**WORK TO COMPLETE**
Copy the records word for word, starting at the line that contains "upper lip in this photo." and ending at the final line of the records, both included.

**PROVIDED RECORDS**
━━━━━━━━━━

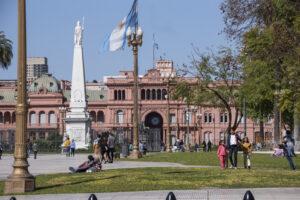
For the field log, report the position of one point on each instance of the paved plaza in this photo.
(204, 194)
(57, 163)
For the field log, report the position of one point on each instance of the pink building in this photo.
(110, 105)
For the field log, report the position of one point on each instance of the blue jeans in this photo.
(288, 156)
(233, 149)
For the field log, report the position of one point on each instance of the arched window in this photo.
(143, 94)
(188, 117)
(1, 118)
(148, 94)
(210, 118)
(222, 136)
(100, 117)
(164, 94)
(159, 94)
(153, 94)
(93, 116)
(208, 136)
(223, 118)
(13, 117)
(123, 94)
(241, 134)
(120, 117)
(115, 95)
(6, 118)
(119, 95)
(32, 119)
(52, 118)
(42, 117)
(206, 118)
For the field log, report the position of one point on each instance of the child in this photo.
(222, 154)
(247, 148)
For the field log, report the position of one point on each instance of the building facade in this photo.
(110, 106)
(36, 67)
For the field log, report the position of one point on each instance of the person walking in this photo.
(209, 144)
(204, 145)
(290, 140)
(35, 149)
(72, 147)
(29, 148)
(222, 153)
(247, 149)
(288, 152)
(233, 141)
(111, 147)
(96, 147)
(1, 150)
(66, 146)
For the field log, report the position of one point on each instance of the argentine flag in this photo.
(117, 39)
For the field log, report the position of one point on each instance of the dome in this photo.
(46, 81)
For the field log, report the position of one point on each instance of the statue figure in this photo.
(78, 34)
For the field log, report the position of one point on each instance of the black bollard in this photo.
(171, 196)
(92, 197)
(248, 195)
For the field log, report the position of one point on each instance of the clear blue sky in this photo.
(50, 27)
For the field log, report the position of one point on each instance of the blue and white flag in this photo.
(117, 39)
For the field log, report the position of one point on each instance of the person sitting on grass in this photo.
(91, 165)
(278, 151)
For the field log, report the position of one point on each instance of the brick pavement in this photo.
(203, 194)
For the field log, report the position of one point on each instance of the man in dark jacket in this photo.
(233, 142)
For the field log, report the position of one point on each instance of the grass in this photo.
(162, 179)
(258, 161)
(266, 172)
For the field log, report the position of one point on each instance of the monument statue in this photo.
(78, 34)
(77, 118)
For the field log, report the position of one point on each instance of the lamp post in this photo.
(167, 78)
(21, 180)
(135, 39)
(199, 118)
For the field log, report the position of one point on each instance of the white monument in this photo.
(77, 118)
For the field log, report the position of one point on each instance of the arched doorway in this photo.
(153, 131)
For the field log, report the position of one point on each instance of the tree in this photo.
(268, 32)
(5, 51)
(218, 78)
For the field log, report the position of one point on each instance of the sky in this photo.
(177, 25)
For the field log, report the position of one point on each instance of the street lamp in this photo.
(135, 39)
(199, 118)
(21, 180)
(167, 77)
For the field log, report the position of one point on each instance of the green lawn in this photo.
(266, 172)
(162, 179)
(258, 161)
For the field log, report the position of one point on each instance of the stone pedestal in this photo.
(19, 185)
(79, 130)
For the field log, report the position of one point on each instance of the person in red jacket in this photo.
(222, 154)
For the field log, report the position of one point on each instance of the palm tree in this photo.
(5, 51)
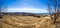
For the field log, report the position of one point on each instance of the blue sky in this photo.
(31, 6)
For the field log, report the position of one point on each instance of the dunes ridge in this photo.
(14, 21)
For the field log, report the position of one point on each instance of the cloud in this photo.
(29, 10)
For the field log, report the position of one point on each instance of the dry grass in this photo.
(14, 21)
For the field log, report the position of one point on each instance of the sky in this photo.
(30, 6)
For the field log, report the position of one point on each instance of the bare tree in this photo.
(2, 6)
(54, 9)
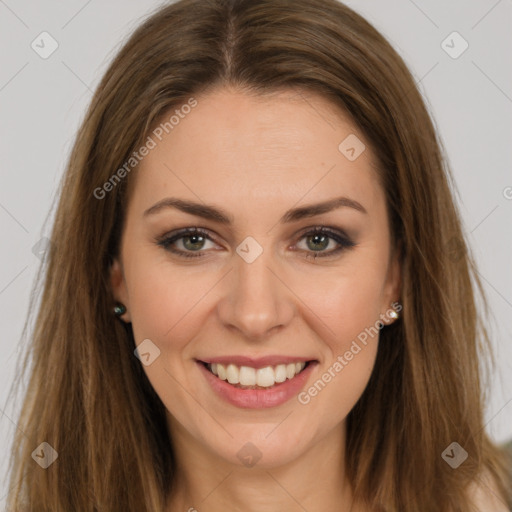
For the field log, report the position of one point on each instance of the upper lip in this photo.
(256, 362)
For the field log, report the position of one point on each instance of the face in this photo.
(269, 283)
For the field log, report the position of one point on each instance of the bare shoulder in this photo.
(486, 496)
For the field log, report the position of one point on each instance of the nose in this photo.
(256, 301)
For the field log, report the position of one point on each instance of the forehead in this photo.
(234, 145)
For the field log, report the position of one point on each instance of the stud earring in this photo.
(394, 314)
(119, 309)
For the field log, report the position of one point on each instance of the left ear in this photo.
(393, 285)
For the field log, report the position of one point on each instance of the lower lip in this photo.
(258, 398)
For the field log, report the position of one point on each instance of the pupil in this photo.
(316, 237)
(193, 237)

━━━━━━━━━━

**THE REPLY**
For the field log, report the position of one point on each instance of the upper lip in this photo.
(256, 362)
For the field log, report the position of one point on each instance of the face in this photo.
(269, 283)
For the field log, report the position of one point on each instance of the bare shoulder in this photo.
(486, 496)
For the field log, report the position of one point on each instance of the nose in this photo.
(256, 301)
For the field log, report the position of one point on each instance of the forehead in this photo.
(234, 145)
For the field log, report the position of one point on each instance of the stud earring in this photo.
(394, 314)
(119, 309)
For the field log, report the position of one point on each instance of the left ear in this photo.
(393, 285)
For the field log, report the position of one point on each instance of the lower lip in this photo.
(258, 398)
For the field log, report the position of one point on each instance of the pupil in this photo.
(316, 237)
(193, 237)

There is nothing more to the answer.